Охотское море беспокоилось, в воздухе висела мелкая соленая пыль. К камням, на которых мы торчали часа три, подбирался прилив; он уже снял с мели рыбацкие лодки и набил сухие клочья пены. Было невероятно холодно и досадно, что время уходит зазря и машина ждет. Мой спутник, с которым нас связывала одна командировка, маленький, сухонький и желчный художник, этого мнения не разделял. Все три часа он стоял у мольберта. Взгляд вдаль — мазок, мазок — взгляд вдаль. Остренькое его личико поворачивалось рывками, как у воробья.
Через полгода, когда впечатления от поездки изрядно поблекли, художник показал мне тот этюд. В скипидарной тишине мастерской глухо шлепнули волны прилива, запахло рыбой, густой солью, крабьими панцирями — океаном, тем самым, после которого Черное море — красивая, но безжизненная вода. Усилием трех часов возвратилось Охотоморье — острее и пронзительнее, чем видим его мы, простые смертные.
Нет ничего грустнее сознания ускользающей красоты: промелькнувшая в вагонном окне опушка, красавица у лесного разъезда. Художник «закрепляет» прекрасное. Как это все-таки хорошо, что человек, имеющий всего два, иногда очень неопытных глаза, может посмотреть на мир глазами Толстого и Тициана, Лермонтова и Врубеля, Хемингуэя и Пикассо! Искусство, как и наука, объясняет человека и мир, чтобы их совершенствовать.

- - - -

## ЗАДАНИЯ:
**A.** Изложите текст о художнике и его этюде в двух предложениях.
**B.** Продолжите текст о художнике и его этюде, начав сразу после последнего предложения.

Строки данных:
- - - -

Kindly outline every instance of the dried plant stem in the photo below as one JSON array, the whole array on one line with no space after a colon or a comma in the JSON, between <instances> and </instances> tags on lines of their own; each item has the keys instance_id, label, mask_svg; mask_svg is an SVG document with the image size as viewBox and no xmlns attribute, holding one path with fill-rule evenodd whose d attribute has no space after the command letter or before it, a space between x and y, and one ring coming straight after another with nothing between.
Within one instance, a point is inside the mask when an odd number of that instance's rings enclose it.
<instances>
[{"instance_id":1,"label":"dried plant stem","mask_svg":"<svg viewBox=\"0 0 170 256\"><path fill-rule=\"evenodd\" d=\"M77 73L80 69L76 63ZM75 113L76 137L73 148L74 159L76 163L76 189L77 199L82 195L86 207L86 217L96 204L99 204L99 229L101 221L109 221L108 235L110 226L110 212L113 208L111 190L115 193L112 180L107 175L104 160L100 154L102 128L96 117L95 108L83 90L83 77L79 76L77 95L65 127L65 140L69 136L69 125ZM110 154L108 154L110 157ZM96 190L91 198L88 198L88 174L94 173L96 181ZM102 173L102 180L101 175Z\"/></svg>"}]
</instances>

- - - -

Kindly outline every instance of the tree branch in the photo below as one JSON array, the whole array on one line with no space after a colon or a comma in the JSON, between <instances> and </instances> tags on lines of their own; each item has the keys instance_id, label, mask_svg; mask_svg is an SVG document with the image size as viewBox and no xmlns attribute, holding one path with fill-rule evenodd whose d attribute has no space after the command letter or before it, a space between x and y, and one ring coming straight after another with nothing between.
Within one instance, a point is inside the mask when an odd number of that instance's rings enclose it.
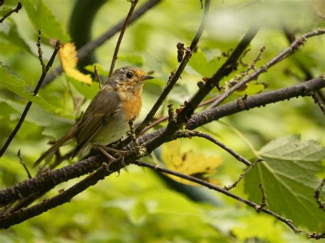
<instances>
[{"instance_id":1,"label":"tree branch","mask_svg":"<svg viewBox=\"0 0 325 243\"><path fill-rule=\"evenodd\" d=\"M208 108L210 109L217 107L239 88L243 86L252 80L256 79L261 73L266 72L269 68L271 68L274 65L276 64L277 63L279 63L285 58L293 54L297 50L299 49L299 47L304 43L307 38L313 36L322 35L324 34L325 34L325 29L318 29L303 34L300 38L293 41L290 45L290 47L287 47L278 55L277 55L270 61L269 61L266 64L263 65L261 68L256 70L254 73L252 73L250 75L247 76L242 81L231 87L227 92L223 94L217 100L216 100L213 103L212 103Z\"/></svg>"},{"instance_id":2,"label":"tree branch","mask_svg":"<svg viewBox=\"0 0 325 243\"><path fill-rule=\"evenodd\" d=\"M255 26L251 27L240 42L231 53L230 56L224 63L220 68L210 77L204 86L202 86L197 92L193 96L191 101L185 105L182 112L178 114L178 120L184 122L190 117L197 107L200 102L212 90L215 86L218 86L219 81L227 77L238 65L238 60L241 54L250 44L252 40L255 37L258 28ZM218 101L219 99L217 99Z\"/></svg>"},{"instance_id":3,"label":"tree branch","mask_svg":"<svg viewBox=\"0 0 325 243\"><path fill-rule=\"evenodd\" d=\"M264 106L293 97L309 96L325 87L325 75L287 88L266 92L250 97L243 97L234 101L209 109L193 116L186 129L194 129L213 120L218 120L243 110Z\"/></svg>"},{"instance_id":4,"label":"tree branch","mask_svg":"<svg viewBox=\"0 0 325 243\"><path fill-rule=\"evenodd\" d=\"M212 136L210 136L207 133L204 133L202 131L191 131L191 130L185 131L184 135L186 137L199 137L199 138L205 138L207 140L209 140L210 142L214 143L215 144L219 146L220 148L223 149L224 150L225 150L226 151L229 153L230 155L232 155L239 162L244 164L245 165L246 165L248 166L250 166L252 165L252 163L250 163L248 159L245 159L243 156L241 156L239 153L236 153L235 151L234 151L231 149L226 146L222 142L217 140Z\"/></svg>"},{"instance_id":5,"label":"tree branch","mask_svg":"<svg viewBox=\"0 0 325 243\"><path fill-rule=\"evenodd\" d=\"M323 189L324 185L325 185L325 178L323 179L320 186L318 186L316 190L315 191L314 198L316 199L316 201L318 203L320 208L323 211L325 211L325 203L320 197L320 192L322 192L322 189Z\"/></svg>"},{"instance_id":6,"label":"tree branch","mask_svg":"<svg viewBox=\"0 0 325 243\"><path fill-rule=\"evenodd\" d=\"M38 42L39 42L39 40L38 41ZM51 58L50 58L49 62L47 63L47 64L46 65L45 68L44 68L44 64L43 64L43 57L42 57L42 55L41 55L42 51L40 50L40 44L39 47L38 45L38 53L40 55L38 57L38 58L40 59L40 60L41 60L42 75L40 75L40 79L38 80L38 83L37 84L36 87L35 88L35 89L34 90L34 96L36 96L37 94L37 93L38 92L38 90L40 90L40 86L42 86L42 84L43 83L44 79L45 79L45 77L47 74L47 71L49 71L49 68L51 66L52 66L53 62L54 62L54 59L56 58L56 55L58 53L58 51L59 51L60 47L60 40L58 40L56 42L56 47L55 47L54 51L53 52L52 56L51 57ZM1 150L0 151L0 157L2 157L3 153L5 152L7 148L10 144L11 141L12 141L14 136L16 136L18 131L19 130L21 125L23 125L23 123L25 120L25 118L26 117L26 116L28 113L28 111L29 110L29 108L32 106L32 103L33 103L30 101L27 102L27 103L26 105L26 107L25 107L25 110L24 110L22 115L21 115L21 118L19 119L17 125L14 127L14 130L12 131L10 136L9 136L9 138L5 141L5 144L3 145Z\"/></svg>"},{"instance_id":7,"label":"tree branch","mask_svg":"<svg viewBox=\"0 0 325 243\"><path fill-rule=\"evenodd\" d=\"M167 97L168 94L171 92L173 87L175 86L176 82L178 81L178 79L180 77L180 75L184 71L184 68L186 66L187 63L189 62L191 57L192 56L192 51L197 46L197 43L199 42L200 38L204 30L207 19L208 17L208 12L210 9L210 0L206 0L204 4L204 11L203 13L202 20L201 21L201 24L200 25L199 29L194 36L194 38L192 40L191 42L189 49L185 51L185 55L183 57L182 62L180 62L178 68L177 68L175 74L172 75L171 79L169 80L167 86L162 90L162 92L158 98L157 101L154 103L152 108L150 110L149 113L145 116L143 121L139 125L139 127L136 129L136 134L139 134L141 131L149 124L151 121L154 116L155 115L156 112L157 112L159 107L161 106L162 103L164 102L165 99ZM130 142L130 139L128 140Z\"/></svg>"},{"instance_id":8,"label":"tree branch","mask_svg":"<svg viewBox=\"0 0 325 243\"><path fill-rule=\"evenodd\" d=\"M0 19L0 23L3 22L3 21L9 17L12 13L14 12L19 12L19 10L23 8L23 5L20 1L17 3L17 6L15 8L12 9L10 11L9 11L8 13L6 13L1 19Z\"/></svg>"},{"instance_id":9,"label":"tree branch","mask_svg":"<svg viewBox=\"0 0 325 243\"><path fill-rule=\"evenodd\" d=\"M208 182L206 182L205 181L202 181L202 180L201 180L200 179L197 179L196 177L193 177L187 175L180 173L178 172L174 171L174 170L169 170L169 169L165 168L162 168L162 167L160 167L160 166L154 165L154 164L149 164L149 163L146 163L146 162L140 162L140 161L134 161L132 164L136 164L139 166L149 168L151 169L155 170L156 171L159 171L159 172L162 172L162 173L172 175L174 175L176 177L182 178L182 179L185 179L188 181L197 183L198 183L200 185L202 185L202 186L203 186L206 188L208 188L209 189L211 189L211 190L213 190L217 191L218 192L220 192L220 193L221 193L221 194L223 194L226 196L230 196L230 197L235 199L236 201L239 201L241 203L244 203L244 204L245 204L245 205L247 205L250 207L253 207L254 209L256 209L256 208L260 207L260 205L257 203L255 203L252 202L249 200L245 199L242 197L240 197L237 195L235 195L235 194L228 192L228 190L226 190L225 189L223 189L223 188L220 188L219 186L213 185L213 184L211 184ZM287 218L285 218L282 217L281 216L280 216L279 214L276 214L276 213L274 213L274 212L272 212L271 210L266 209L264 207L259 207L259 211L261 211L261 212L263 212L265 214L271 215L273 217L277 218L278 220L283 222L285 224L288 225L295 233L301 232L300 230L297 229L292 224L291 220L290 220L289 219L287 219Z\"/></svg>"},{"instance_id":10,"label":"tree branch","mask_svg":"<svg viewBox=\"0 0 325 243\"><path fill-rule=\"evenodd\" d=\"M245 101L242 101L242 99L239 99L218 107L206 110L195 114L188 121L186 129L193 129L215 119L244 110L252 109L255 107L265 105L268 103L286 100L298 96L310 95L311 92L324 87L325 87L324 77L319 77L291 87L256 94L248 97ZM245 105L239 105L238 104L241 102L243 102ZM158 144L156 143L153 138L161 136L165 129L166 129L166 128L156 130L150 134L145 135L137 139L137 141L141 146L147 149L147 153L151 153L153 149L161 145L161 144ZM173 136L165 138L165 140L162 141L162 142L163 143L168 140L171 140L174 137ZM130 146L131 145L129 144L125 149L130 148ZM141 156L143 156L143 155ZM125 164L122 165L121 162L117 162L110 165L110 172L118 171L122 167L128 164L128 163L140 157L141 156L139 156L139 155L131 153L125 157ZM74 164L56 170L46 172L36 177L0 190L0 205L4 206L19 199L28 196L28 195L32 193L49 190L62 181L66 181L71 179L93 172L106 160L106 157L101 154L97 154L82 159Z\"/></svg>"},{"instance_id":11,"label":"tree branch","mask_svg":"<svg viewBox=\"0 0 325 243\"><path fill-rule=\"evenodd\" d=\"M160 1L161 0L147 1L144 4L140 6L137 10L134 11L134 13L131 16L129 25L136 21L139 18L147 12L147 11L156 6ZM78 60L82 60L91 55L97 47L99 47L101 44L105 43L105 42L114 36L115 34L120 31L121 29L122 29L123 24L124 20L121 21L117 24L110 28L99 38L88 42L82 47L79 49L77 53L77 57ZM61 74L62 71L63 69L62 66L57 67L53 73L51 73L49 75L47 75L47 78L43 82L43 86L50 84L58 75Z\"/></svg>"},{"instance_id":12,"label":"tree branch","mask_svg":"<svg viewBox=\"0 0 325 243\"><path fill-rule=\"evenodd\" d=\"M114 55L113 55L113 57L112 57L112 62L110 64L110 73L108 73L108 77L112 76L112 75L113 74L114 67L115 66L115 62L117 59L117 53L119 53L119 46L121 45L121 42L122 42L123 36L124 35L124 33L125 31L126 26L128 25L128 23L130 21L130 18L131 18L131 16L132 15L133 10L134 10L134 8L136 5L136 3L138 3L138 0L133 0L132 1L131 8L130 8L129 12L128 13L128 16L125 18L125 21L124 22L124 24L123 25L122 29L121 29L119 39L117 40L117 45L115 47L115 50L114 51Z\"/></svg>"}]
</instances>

- - - -

## ОТВЕТЫ К ЗАДАНИЯМ:
**A.** На берегу Охотского моря художник три часа писал этюд, хотя его спутнику было холодно и досадно из-за потерянного времени, а через полгода этот этюд вернул Охотоморье острее, чем его видят простые смертные. Художник «закрепляет» ускользающую красоту, и искусство, как и наука, объясняет человека и мир, чтобы их совершенствовать.

**B.**
Студентами-первокурсниками университета мы вступили в залы, впервые за многие годы широко распахнутые для Врубеля, Сарьяна, французских импрессионистов. Пылающие краски, обжигая и радуя, хлынули к нам с полотен. Освобождаясь от духовных пут, человек обращается к искусству. Иногда в прохладных залах академии и Третьяковки мы забывали о начавшихся лекциях и, признаюсь, не жалели об этом: великие художники учили нас большему — не знать компромиссов, жить смело, жадно, стремительно, И в наших еще не выбившихся из школьных пеленок душах шел мучительный процесс прозрения: Какие-то личинки хорошего в эти дни обретали крылья. Неистовый факультетский поэт вопрошал со стенной газеты: «Зачем кричит о синей боли трагически немой Матисс?» И мы мчались в Пушкинский музей, чтобы скорее испытать то величайшее потрясение, когда с полотна знаменитого француза «небесно-синим ударят синие ключи». В общем, мы чувствовали себя тогда, как жители таежного поселка, вдруг узнавшие, что есть еще города, и степи, и море. На страстный порыв художника отзывалось самое даровитое, что было в нас. Великое всегда рождает отблеск, который можно принять за огонь.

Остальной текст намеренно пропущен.